● Short task: Return the whole listing, keeping every character the same.

● Data supplied:

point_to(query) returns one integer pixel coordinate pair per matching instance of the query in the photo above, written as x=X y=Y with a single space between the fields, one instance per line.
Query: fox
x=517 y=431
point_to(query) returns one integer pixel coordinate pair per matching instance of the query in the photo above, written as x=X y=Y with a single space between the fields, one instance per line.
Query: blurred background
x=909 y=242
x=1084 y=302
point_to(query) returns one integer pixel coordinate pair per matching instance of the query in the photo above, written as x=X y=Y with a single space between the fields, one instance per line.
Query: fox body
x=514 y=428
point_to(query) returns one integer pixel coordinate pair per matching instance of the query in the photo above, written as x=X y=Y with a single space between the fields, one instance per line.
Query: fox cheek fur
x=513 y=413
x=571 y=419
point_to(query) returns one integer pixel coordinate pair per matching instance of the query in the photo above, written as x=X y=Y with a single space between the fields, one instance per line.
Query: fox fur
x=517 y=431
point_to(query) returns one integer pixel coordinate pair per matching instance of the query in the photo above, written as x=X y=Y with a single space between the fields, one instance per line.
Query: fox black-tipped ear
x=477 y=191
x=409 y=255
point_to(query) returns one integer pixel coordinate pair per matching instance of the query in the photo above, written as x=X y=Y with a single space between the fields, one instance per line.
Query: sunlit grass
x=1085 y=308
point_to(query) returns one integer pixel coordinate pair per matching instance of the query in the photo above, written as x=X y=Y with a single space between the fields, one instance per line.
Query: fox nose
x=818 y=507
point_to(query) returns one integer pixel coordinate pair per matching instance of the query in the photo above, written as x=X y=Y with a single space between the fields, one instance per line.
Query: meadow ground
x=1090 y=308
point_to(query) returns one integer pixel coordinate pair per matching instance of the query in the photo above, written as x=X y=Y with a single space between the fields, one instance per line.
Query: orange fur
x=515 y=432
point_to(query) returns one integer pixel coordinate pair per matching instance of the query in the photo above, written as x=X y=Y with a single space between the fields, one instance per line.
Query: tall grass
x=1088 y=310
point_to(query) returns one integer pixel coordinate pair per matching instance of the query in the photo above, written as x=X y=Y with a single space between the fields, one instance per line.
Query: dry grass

● Solution:
point_to(query) returns one integer pixel coordinate pair per matching instance of the query in the photo above, written as x=X y=Y with a single space between the fields, one instance per line.
Query: fox
x=517 y=431
point_to(query) returns one integer pixel coordinate pair per matching instance of the query in the photo above, written as x=X y=Y with a single space between the fields, one instance per line.
Query: blurred background
x=909 y=242
x=1084 y=302
point_to(query) returns one integer pixel coordinate pair per matching instance of the query in the photo above, written as x=X y=Y with a single space between the fields, one instance per line.
Query: fox body
x=514 y=428
point_to(query) returns one integer pixel coordinate pair per matching instance of the query in the photo above, written as x=X y=Y with a single space between the fields, one instance per line.
Query: fox cheek fur
x=513 y=413
x=571 y=419
point_to(query) returns one integer pixel coordinate pair per matching instance of the query in the photo above, written as x=X y=Y with a single space between the fields, one instance per line.
Query: fox fur
x=517 y=431
point_to(query) returns one integer pixel coordinate pair per matching instance of the query in the photo above, written as x=X y=Y with a single space between the fields, one instance per line.
Query: fox black-tipped ear
x=477 y=191
x=409 y=255
point_to(query) returns one integer pixel coordinate pair per matching instance of the query in the photo above, written as x=X y=Y with a single space between the fields, one instance per line.
Query: sunlit grass
x=1085 y=308
point_to(query) returns one integer pixel coordinate pair per matching instance of the query in the photo above, written as x=X y=Y with a single space between the fields, one instance per line.
Query: fox nose
x=818 y=507
point_to(query) returns one integer pixel coordinate pair per matching instance of the query in the photo above, written as x=X y=Y with a single space between the fields, one instance per line.
Query: meadow ground
x=1090 y=308
point_to(query) returns one integer pixel coordinate pair per matching instance of the query in the photo above, written as x=X y=Y with a single space between the fields, one instance per line.
Query: orange fur
x=515 y=432
point_to(query) returns one integer pixel coordinate pair per matching instance of the query in the photo above, written as x=X y=Y with a single space between the fields, one instance per line.
Query: tall grass
x=1088 y=310
point_to(query) returns one integer pixel coordinate pair per matching instance of the query in the photo above, written as x=X y=Y with a single space between the fields, one instance per line.
Query: dry grass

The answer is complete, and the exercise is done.